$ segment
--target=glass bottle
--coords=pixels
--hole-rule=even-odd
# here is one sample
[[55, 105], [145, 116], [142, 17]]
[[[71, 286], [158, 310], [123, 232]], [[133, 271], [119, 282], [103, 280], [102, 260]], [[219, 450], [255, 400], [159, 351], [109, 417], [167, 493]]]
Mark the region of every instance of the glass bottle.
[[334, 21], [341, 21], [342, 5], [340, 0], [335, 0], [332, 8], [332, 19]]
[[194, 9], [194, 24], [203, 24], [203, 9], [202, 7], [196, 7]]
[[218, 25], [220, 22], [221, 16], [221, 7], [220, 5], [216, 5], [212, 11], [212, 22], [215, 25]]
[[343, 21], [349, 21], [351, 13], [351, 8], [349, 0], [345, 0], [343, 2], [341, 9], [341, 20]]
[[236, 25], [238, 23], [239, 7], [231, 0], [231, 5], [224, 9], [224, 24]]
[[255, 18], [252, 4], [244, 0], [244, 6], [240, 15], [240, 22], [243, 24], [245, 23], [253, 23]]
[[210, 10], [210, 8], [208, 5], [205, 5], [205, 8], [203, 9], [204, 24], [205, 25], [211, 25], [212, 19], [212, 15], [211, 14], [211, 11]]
##########
## STATED GOAL
Please print all of the material above again, line for line, with no changes.

## RESULT FOR THIS EXERCISE
$ segment
--target=glass bottle
--coords=pixels
--hole-rule=even-odd
# here is one sample
[[55, 105], [145, 116], [142, 17]]
[[[71, 286], [158, 310], [123, 232]], [[133, 271], [119, 282], [103, 280], [102, 260]], [[219, 450], [255, 400], [159, 351], [109, 417], [167, 493]]]
Mark the region of every instance of the glass bottle.
[[334, 21], [341, 21], [342, 5], [340, 0], [335, 0], [332, 8], [332, 19]]
[[194, 9], [194, 24], [203, 24], [203, 9], [202, 7], [196, 7]]
[[218, 25], [220, 22], [221, 16], [221, 7], [220, 5], [216, 5], [212, 11], [212, 22], [215, 25]]
[[343, 21], [349, 21], [351, 13], [351, 8], [349, 0], [345, 0], [343, 2], [341, 9], [341, 20]]
[[236, 25], [238, 23], [239, 7], [231, 0], [231, 5], [224, 9], [224, 24]]
[[255, 18], [252, 4], [244, 0], [244, 6], [240, 15], [240, 22], [243, 24], [245, 23], [253, 23]]
[[210, 10], [210, 8], [208, 5], [205, 5], [205, 8], [203, 9], [204, 24], [205, 25], [211, 25], [212, 19], [212, 15], [211, 14], [211, 11]]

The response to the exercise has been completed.